# Fish tank to water dragon coversion....Show me yours



## Rudolf1980 (Aug 20, 2013)

*Fish tank to water dragon coversions or DIY enclosures....Show me yours*

Hi everyone. I have got 2 eastern water dragons that are 5yrs old and are outgrowing the biggest herp tank I could get hold of. I'm thinking about buying a 6ft fish tank and converting it to a area with water below then climbing platforms etc above. Has any done anything like this before? I was going to DIY another big cabinet but they cant hold water like a fish tank does. Any help info appreciated. Would love pics. Sort of like this [video=youtube;Vfbf_xbMnLM]http://www.youtube.com/watch?v=Vfbf_xbMnLM[/video]


----------



## Tesla (Aug 20, 2013)

REQUIREMENTS:
a) Retype a passage from the water dragon thread, starting with "Hi everyone. I" and going on through "Tesla (Aug 20, 2013)".
b) According to the water dragon thread, why is the poster thinking of converting a fish tank instead of building another big cabinet? Answer in one to three sentences.

Location labeling records:
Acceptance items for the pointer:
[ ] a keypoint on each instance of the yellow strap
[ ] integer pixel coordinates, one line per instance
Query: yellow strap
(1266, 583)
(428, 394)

ANSWERS IN ORDER:
a)
Hi everyone. I have got 2 eastern water dragons that are 5yrs old and are outgrowing the biggest herp tank I could get hold of. I'm thinking about buying a 6ft fish tank and converting it to a area with water below then climbing platforms etc above. Has any done anything like this before? I was going to DIY another big cabinet but they cant hold water like a fish tank does. Any help info appreciated. Would love pics. Sort of like this [video=youtube;Vfbf_xbMnLM]http://www.youtube.com/watch?v=Vfbf_xbMnLM[/video]


----------



## Tesla (Aug 20, 2013)

b) The poster had planned to build another big cabinet, but such cabinets can't hold water the way a fish tank does. The plan needs water in the lower part of the enclosure, with climbing platforms above.